# Excerpted text:
Immediately prior to his current position, Wichmann served as senior policy analyst for the WDA’s Natural Resources and Policy division for four years.
“My areas of focus as a policy analyst were the south and west parts of the state for the BLM field offices in Rock Springs, Rawlins, Kemmerer and Pinedale and the associated forests,” said Wichmann.
In that position, Wichmann was responsible for a number of large projects, including over 25 large NEPA projects and oversight of the Wyoming Landscape Conservation Initiative budget.
Wichmann now directs the staff of the division, including the two senior policy analysts and four program coordinators, as well as a contractor.
In the division’s quarterly newsletter The Corner Post, WDA Director Jason Fearneyhough said,
“We are incredibly happy and excited to have Chris as manager of our Natural Resources and Policy Division. Along with his strong natural resources and policy background, his experience in both the public and private sector and management expertise will be incredibly beneficial to the division.”
Wichmann said in the same publication, “I am very excited to have the opportunity to serve citizens in the state as manager of the Natural Resources and Policy Division. My goal is to make sure that the division’s priorities are in line with actions occurring on the ground.”
Though Wichmann has only been manager for a few weeks, he says the large amount of activity will keep both him and his staff busy.
The Natural Resources and Policy Division is responsible for mediation, conservation districts, the rangeland health program and the Wyoming Landscape Conservation Initiative. The policy analysts are also responsible for all the Federal Register requests that come through the office from the entire state.
“The workload has been piling on our staff. I have an excellent staff,” said Wichmann, “but we have had to start prioritizing our efforts.”
The increasing number of requests for his division to handle has necessitated that they prioritize the cases to address the needs of the program.
“We have seen an increase in Federal Register notices to look at and analyze. In 2008 we received less than 400 Federal Register requests,” said Wichmann when addressing the Joint Agriculture, State and Public Lands and Water Resources committee on Sept. 26 in Afton. “In 2010 our office reviewed almost 700 Federal Register requests, and that is not including the projects we maintain on our own workload.”

# Exercise instructions:
[A] In the passage on Chris Wichmann, how long did he serve as senior policy analyst before his current position?
[B] Please reproduce from the passage on Chris Wichmann the stretch from "Though Wichmann has" through "the entire state.".
These records come from a separate source.

[Dataset items]
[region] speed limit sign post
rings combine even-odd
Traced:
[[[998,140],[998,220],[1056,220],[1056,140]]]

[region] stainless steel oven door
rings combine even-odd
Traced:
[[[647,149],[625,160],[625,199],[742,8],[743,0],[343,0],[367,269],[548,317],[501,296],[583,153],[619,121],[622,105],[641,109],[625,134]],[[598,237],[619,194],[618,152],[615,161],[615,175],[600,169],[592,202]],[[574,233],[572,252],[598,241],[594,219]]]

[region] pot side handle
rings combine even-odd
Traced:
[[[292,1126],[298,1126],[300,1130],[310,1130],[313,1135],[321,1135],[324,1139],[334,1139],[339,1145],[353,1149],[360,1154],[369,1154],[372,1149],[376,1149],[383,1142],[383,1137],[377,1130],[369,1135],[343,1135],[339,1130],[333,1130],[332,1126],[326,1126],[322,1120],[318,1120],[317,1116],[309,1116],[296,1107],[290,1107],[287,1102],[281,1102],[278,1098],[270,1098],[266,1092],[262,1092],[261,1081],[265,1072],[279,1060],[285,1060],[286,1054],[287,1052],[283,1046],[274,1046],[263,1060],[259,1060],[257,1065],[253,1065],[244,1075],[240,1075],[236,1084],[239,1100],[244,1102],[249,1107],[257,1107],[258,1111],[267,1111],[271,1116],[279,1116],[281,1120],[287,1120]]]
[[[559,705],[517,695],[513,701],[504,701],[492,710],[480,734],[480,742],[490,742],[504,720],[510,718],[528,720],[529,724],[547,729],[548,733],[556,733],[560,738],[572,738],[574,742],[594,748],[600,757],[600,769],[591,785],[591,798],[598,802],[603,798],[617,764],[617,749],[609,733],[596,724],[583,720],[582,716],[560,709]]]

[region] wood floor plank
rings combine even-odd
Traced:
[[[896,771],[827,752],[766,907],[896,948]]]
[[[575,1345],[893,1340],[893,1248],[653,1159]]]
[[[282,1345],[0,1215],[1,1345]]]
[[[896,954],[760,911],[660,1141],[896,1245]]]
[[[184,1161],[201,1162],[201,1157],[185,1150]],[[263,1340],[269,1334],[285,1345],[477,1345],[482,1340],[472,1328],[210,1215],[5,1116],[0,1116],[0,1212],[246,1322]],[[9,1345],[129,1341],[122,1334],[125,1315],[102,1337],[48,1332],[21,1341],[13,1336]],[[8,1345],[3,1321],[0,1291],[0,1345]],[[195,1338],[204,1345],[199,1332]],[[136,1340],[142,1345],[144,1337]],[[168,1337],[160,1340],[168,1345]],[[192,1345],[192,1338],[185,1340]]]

# Results in order:
[A] Four years.

[B]
Though Wichmann has only been manager for a few weeks, he says the large amount of activity will keep both him and his staff busy.
The Natural Resources and Policy Division is responsible for mediation, conservation districts, the rangeland health program and the Wyoming Landscape Conservation Initiative. The policy analysts are also responsible for all the Federal Register requests that come through the office from the entire state.